▸ ASSIGNMENT
Only those lines in the data below from the line containing "<point>391,578</point>" through the line containing "<point>114,277</point>", both included, should be restated word for word.

※ ※ ※

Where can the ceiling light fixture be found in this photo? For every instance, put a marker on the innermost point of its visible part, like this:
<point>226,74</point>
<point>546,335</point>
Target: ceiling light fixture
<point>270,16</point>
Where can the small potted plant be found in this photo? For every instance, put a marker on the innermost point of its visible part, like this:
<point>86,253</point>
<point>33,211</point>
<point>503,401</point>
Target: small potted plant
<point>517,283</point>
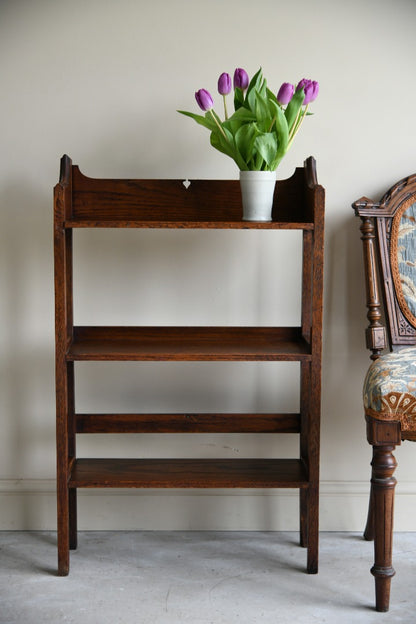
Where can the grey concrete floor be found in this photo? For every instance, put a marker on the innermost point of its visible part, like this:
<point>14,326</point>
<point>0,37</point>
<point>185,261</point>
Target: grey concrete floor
<point>199,578</point>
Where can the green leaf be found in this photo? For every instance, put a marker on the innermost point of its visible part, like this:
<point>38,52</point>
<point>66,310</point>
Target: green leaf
<point>294,107</point>
<point>266,145</point>
<point>227,146</point>
<point>237,119</point>
<point>244,140</point>
<point>282,133</point>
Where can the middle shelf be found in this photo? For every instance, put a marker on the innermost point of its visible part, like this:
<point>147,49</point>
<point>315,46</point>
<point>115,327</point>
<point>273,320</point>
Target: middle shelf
<point>188,344</point>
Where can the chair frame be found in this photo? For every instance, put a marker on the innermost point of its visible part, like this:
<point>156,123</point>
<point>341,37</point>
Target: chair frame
<point>384,301</point>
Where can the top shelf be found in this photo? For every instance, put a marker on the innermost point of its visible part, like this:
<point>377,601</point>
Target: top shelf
<point>216,204</point>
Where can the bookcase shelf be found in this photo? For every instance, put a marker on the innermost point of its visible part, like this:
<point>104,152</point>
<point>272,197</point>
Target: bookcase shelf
<point>83,202</point>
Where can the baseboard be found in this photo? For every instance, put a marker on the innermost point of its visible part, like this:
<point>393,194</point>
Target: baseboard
<point>30,504</point>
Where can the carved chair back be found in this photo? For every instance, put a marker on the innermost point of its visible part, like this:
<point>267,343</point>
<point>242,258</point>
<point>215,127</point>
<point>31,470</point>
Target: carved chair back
<point>389,239</point>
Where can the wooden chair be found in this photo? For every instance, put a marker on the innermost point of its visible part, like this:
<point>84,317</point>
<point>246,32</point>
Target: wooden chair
<point>389,239</point>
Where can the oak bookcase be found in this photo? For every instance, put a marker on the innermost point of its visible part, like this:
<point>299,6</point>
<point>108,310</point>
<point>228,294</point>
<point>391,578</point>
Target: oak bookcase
<point>83,202</point>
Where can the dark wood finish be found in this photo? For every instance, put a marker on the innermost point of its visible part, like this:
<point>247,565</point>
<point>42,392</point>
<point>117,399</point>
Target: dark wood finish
<point>382,290</point>
<point>187,423</point>
<point>188,343</point>
<point>82,202</point>
<point>188,473</point>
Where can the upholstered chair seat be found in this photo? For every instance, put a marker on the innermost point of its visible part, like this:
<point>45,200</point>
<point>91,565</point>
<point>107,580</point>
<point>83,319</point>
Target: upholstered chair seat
<point>388,230</point>
<point>390,388</point>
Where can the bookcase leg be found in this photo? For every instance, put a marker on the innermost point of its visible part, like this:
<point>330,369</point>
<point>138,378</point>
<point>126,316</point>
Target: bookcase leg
<point>63,530</point>
<point>73,534</point>
<point>303,513</point>
<point>313,529</point>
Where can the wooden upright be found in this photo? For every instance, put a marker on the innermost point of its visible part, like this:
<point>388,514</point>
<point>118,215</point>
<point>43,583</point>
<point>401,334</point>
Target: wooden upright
<point>82,202</point>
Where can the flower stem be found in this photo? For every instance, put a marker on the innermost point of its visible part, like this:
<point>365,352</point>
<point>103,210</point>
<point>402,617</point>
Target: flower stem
<point>218,124</point>
<point>271,125</point>
<point>225,108</point>
<point>297,125</point>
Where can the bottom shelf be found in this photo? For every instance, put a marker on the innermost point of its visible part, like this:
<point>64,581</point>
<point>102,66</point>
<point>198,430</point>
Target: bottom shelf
<point>188,473</point>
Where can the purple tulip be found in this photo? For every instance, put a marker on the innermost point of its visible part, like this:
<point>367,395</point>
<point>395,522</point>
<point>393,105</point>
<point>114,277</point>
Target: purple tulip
<point>240,79</point>
<point>224,84</point>
<point>315,90</point>
<point>285,93</point>
<point>310,88</point>
<point>204,99</point>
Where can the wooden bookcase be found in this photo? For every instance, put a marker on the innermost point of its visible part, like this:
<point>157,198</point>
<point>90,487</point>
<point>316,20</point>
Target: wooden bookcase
<point>82,202</point>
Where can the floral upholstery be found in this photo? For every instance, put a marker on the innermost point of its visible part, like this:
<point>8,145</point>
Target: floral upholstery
<point>390,388</point>
<point>406,256</point>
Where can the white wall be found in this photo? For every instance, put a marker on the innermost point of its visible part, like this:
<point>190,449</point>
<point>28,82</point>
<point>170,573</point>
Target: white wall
<point>101,81</point>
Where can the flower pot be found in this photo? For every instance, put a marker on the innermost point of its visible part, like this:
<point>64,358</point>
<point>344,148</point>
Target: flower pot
<point>257,191</point>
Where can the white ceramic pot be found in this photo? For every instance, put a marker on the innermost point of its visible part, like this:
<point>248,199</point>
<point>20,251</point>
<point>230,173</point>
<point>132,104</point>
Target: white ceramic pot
<point>257,190</point>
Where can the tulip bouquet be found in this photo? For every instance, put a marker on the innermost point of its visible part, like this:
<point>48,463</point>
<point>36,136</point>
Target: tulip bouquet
<point>262,128</point>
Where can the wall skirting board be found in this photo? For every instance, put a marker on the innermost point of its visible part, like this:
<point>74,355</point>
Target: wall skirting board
<point>30,504</point>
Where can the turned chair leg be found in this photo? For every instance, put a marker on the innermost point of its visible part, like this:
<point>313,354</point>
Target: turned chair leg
<point>369,527</point>
<point>381,521</point>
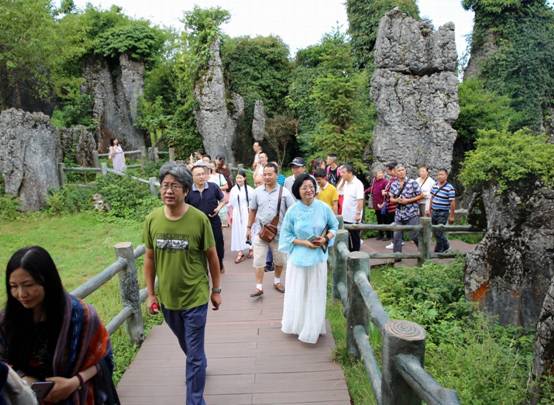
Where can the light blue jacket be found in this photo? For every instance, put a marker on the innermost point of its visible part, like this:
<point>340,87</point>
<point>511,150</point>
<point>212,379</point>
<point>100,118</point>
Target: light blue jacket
<point>302,222</point>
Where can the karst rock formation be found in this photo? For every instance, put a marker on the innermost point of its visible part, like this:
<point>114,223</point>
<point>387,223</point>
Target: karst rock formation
<point>29,157</point>
<point>510,270</point>
<point>116,89</point>
<point>415,90</point>
<point>216,123</point>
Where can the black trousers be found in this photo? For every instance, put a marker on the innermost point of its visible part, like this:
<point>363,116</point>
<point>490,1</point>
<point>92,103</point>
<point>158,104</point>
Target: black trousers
<point>353,240</point>
<point>219,242</point>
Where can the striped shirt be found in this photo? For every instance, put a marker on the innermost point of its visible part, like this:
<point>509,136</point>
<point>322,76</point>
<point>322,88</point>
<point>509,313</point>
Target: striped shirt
<point>442,196</point>
<point>410,190</point>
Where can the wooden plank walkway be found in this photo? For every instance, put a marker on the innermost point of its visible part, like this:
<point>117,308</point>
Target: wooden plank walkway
<point>250,361</point>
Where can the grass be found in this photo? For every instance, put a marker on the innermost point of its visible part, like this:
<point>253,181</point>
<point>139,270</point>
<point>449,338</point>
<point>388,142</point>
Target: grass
<point>81,246</point>
<point>485,363</point>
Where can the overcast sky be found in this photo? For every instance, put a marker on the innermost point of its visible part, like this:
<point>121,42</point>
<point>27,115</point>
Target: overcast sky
<point>298,22</point>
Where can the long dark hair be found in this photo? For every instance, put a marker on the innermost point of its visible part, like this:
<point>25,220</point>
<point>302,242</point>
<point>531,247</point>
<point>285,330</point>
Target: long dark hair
<point>18,321</point>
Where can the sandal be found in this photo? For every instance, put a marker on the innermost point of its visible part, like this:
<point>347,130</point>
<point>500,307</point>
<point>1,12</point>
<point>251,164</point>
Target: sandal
<point>279,287</point>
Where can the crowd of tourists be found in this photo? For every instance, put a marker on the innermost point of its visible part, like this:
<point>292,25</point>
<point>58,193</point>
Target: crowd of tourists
<point>55,343</point>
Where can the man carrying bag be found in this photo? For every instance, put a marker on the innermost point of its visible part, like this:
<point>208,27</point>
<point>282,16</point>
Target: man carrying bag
<point>267,207</point>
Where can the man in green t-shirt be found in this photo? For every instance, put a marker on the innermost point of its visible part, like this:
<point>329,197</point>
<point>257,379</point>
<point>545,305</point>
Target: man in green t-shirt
<point>179,248</point>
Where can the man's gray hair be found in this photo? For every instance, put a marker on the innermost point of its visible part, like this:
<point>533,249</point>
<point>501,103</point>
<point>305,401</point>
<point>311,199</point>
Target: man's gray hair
<point>179,171</point>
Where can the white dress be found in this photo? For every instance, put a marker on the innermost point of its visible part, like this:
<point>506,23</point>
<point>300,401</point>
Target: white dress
<point>237,200</point>
<point>118,158</point>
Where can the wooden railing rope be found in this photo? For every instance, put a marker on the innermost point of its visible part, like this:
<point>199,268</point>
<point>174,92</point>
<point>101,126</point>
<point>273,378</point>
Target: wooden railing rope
<point>402,379</point>
<point>131,296</point>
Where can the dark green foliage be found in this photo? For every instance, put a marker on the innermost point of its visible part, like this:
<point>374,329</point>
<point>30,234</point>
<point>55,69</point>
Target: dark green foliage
<point>484,362</point>
<point>127,198</point>
<point>481,109</point>
<point>258,69</point>
<point>364,17</point>
<point>70,199</point>
<point>522,66</point>
<point>331,100</point>
<point>137,39</point>
<point>505,158</point>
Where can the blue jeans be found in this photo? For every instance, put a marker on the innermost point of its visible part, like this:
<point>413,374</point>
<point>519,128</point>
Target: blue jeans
<point>440,218</point>
<point>189,326</point>
<point>397,238</point>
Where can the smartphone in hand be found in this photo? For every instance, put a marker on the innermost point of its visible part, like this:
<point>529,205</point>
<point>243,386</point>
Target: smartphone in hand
<point>42,388</point>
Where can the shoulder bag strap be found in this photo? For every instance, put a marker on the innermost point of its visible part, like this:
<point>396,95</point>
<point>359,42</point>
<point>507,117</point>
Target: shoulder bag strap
<point>275,219</point>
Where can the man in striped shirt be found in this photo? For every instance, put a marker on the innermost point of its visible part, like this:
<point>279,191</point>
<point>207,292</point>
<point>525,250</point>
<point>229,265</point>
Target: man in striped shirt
<point>442,206</point>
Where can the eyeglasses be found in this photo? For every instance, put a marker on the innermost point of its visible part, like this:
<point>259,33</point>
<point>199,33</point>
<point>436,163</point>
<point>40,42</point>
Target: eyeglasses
<point>172,186</point>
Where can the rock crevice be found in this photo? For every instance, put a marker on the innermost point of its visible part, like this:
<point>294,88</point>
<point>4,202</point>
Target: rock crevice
<point>415,90</point>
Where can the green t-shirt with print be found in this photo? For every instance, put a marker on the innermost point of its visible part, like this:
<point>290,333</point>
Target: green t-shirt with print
<point>180,259</point>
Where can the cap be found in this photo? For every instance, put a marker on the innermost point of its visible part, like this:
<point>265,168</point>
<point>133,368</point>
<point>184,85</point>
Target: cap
<point>298,162</point>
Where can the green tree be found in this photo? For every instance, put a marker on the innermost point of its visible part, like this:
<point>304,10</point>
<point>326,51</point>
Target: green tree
<point>521,65</point>
<point>504,158</point>
<point>364,17</point>
<point>481,109</point>
<point>28,52</point>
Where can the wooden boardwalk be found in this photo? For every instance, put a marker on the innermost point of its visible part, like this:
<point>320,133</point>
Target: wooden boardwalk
<point>250,361</point>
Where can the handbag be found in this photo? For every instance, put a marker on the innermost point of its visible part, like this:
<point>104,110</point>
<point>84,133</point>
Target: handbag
<point>269,231</point>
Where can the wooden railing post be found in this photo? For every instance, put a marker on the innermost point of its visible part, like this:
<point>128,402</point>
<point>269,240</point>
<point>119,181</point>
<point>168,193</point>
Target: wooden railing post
<point>95,159</point>
<point>400,337</point>
<point>61,173</point>
<point>152,186</point>
<point>339,267</point>
<point>130,293</point>
<point>143,157</point>
<point>425,240</point>
<point>358,313</point>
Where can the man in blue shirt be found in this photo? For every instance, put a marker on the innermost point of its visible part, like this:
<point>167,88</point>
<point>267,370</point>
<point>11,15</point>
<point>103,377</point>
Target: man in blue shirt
<point>208,198</point>
<point>442,207</point>
<point>405,193</point>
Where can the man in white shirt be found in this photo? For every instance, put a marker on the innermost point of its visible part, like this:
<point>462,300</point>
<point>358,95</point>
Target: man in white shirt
<point>352,205</point>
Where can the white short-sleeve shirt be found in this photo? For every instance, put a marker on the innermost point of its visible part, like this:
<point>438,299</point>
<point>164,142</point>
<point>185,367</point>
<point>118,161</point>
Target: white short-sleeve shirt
<point>353,191</point>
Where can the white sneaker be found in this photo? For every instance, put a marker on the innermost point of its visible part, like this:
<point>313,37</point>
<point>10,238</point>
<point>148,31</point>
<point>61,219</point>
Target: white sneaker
<point>391,245</point>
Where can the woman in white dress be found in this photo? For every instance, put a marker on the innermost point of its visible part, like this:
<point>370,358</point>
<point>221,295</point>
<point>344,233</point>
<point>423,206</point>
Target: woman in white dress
<point>220,180</point>
<point>239,199</point>
<point>426,183</point>
<point>117,156</point>
<point>308,229</point>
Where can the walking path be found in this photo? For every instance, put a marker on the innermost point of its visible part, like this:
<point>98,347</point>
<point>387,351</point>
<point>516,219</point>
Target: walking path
<point>250,361</point>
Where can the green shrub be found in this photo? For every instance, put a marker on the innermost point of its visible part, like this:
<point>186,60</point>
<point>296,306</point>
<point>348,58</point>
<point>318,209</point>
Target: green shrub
<point>127,198</point>
<point>9,207</point>
<point>484,362</point>
<point>70,199</point>
<point>505,158</point>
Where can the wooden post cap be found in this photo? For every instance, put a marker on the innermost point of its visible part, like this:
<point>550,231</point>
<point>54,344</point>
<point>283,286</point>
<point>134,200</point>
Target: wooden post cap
<point>405,330</point>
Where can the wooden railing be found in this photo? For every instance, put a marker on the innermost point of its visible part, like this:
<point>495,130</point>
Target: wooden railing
<point>425,230</point>
<point>131,296</point>
<point>402,378</point>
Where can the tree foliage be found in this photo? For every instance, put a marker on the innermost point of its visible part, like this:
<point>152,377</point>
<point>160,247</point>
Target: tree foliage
<point>364,17</point>
<point>329,96</point>
<point>258,69</point>
<point>522,65</point>
<point>505,158</point>
<point>481,109</point>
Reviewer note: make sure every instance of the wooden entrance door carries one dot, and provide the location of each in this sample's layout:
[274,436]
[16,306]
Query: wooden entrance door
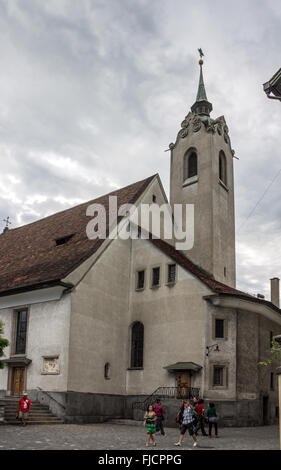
[18,381]
[183,382]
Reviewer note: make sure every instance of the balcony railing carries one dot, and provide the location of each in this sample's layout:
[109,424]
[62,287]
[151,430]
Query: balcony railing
[181,392]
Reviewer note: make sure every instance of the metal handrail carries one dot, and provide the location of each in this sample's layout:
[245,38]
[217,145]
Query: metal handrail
[180,392]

※ ※ ※

▸ RESULT
<point>391,578</point>
Target: oak bookcase
<point>83,202</point>
Where can the dark wood finish be found in this photo? For every instance, put a marker on the innermost point of its visible part, like this:
<point>247,565</point>
<point>42,392</point>
<point>117,399</point>
Target: dark wood finish
<point>382,290</point>
<point>187,423</point>
<point>188,343</point>
<point>82,202</point>
<point>188,473</point>
Where can the upholstered chair seat be found in this photo? For every instance, put a marker on the innermost point of its visible part, like this:
<point>45,200</point>
<point>91,565</point>
<point>107,580</point>
<point>83,319</point>
Target: upholstered chair seat
<point>388,230</point>
<point>390,388</point>
Where can the bookcase leg be found in this photo? For every instance, put a marker on the innermost point of its visible part, like this:
<point>330,369</point>
<point>138,378</point>
<point>126,316</point>
Target: bookcase leg
<point>63,530</point>
<point>73,534</point>
<point>303,513</point>
<point>313,529</point>
Where can the wooden upright be found in this photo? For every instance, put a marker on the innermost point of its visible part, like this:
<point>388,514</point>
<point>118,215</point>
<point>43,583</point>
<point>401,334</point>
Target: wooden upright
<point>82,202</point>
Where can the flower stem be found in this photo? For every instance, put a marker on the innermost point of its visible part, like this:
<point>365,352</point>
<point>103,210</point>
<point>402,617</point>
Target: flower stem
<point>218,124</point>
<point>271,125</point>
<point>225,108</point>
<point>297,125</point>
Where can the bottom shelf be found in this photo? For every instance, put a marker on the innermost point of its visible part, like this:
<point>64,581</point>
<point>102,66</point>
<point>198,430</point>
Target: bottom shelf
<point>188,473</point>
Where can the purple tulip be found in this photo? For every instance, put a marker on the innermost point of its visible part, like this:
<point>367,395</point>
<point>395,522</point>
<point>393,105</point>
<point>114,277</point>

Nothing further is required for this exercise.